(Dataset records about object locations)
═══
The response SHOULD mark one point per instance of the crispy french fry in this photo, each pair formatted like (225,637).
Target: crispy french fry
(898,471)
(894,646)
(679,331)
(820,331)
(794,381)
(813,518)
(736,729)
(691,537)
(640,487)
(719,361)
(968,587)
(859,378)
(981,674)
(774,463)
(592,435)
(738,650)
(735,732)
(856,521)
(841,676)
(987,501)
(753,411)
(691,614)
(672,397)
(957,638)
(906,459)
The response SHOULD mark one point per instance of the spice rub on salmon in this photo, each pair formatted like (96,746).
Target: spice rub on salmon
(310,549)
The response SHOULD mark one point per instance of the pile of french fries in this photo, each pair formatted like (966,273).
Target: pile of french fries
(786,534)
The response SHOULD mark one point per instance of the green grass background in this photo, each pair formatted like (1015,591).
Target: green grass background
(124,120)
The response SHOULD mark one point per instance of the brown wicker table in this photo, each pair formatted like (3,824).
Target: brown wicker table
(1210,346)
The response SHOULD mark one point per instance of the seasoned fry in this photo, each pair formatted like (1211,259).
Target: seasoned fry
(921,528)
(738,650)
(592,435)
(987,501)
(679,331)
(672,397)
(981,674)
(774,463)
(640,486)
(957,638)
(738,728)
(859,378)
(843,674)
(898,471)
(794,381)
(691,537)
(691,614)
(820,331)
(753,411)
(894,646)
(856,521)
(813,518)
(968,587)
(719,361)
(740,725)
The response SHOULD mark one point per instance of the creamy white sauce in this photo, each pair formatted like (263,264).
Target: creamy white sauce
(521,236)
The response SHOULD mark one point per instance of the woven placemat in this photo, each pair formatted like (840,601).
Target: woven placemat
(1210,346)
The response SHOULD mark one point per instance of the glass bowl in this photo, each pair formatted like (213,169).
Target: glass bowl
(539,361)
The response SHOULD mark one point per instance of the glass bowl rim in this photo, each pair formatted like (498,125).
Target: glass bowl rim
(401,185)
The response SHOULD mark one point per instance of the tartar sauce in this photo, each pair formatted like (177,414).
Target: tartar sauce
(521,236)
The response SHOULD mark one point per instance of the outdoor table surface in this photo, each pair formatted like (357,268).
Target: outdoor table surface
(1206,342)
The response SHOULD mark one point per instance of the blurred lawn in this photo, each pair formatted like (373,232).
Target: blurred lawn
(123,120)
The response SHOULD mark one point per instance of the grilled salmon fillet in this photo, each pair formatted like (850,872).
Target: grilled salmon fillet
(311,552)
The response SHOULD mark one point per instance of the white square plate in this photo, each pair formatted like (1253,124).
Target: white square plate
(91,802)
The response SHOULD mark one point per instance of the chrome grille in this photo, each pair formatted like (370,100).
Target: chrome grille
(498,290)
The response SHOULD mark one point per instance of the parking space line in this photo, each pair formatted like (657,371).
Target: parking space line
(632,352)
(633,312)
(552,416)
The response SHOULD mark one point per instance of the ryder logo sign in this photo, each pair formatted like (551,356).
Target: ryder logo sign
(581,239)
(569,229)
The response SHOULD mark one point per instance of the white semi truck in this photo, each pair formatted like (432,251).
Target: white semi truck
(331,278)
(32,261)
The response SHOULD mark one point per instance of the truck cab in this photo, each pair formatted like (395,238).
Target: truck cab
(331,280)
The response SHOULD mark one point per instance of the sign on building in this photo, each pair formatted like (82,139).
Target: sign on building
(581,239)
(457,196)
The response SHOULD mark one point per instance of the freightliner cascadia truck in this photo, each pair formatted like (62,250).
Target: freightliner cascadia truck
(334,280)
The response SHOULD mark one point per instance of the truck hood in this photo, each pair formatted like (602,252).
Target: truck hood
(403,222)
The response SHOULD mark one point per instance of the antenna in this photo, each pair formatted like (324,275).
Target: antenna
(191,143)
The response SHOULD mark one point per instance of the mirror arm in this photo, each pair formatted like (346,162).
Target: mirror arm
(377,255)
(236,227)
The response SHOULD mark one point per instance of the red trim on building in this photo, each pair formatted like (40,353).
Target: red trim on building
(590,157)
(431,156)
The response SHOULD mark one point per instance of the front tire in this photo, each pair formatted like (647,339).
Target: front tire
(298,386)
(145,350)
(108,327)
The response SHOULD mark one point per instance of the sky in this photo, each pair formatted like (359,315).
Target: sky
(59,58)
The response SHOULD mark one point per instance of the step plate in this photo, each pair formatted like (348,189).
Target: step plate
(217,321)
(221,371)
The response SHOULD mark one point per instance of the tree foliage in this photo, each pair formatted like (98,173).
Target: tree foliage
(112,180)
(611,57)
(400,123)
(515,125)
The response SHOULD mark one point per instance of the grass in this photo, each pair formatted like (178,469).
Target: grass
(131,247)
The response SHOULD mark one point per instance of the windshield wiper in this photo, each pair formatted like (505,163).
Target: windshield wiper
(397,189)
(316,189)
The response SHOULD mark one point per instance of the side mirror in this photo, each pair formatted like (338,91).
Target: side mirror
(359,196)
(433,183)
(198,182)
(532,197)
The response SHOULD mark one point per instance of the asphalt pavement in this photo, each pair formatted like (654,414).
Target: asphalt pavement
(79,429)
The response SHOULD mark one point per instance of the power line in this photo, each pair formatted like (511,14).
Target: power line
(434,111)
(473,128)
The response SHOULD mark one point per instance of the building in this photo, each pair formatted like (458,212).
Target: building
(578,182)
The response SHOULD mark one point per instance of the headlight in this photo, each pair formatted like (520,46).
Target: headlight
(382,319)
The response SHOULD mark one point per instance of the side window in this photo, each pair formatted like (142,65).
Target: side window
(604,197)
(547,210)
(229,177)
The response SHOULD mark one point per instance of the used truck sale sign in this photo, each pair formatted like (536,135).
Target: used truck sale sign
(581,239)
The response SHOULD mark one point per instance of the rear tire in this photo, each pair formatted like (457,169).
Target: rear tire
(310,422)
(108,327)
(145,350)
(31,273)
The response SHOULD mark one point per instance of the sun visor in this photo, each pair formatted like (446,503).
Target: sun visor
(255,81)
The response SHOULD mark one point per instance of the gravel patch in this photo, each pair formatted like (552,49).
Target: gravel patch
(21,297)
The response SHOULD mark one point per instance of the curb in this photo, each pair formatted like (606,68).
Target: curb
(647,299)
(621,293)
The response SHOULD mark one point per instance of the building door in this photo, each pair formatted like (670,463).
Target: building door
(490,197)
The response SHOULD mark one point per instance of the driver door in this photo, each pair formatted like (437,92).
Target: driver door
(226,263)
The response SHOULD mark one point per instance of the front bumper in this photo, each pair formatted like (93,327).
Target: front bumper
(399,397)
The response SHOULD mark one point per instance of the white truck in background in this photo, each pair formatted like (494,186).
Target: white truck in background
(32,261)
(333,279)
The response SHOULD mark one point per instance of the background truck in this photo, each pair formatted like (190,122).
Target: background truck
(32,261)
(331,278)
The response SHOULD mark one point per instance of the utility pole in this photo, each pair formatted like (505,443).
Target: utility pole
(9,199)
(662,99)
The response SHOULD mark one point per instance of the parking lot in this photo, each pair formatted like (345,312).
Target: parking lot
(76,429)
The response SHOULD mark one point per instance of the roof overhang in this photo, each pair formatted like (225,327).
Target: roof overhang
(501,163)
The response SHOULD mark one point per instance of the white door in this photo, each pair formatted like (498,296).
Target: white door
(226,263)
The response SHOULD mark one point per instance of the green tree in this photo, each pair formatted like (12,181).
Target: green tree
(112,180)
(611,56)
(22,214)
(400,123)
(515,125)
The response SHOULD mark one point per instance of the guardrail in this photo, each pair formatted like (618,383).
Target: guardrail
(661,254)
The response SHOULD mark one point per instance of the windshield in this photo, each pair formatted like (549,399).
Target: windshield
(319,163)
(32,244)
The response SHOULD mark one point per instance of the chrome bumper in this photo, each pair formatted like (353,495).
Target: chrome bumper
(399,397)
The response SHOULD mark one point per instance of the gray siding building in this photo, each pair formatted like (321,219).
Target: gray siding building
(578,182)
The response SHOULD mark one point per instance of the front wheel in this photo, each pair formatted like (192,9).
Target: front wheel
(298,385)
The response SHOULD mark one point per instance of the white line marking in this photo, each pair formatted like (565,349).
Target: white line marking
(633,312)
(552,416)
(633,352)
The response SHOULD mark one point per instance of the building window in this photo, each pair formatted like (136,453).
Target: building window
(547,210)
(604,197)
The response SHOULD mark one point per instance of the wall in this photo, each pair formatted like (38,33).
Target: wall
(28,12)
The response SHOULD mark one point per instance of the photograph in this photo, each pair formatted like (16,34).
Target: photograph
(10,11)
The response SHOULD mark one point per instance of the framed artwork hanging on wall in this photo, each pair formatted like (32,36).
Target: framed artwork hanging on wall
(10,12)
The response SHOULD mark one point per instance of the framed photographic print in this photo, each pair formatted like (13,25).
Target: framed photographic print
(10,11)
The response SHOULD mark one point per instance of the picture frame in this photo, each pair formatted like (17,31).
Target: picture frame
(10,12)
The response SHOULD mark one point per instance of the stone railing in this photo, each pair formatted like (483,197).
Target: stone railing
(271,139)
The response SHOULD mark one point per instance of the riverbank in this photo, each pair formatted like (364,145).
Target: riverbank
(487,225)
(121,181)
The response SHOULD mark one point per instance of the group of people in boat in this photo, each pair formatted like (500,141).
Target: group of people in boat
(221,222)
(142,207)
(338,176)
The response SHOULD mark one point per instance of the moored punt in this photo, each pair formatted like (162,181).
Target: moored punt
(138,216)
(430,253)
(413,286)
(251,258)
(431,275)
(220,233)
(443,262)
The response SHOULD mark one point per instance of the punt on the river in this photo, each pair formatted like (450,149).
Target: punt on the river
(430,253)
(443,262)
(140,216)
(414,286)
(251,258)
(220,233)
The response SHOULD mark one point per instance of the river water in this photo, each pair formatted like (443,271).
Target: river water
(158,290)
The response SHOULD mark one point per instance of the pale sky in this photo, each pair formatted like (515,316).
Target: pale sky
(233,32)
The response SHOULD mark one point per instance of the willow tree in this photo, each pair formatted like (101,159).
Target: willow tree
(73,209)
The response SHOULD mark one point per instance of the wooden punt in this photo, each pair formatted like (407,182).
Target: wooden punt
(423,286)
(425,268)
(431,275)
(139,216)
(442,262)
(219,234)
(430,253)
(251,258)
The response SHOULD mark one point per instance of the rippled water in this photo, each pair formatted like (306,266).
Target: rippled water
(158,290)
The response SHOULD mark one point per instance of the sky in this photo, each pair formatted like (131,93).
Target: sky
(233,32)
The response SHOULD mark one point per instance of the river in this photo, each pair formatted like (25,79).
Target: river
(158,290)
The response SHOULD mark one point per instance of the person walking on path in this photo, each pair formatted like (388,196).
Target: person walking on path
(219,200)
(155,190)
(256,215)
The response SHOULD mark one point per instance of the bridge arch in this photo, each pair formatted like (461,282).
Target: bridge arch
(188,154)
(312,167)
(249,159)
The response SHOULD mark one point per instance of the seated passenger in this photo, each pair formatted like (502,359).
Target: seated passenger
═══
§ EXERCISE DETAILS:
Every line from the one containing "The response SHOULD mark one point per instance of the punt" through the end of the entries above must be echoed exactly, with both ends kept.

§ TASK RESULT:
The response SHOULD mark one point per instance of the punt on the river in this photo, each pair formatted like (450,149).
Target: punt on the river
(430,253)
(443,262)
(140,216)
(414,286)
(251,258)
(220,233)
The response SHOULD mark one point per instance of the river water in this photo, each pair formatted like (443,271).
Target: river water
(158,290)
The response SHOULD mark one point per instance of the pale sky in this photo, each pair formatted like (515,316).
Target: pale sky
(233,32)
The response SHOULD mark one point per instance of the willow tree in this photo, each pair formatted like (101,159).
Target: willow tree
(73,209)
The response SHOULD mark one point per instance of the wooden punt in this photo, each pair formatted like (407,182).
Target: wooden punt
(423,286)
(425,268)
(431,275)
(139,216)
(442,262)
(219,234)
(430,253)
(251,258)
The response SHOULD mark one point per instance of the rippled water in this photo, each pair formatted like (306,266).
Target: rippled water
(158,290)
The response SHOULD mark one point per instance of the sky in this photo, each pair formatted like (131,93).
Target: sky
(233,32)
The response SHOULD mark one point per instance of the river in this photo, each pair formatted like (25,79).
Target: river
(158,290)
The response SHOULD mark one point per instance of the person walking on path in this photo, each pair formatted like (388,196).
Target: person walking on path
(219,200)
(155,190)
(256,215)
The response SHOULD mark one point per instance of the bridge arch in this photo, each pair formatted like (461,282).
Target: bridge arch
(188,154)
(312,167)
(249,159)
The response SHOULD mark one point per instance of the seated passenger in this photo, each pair formatted like (502,359).
Target: seated passenger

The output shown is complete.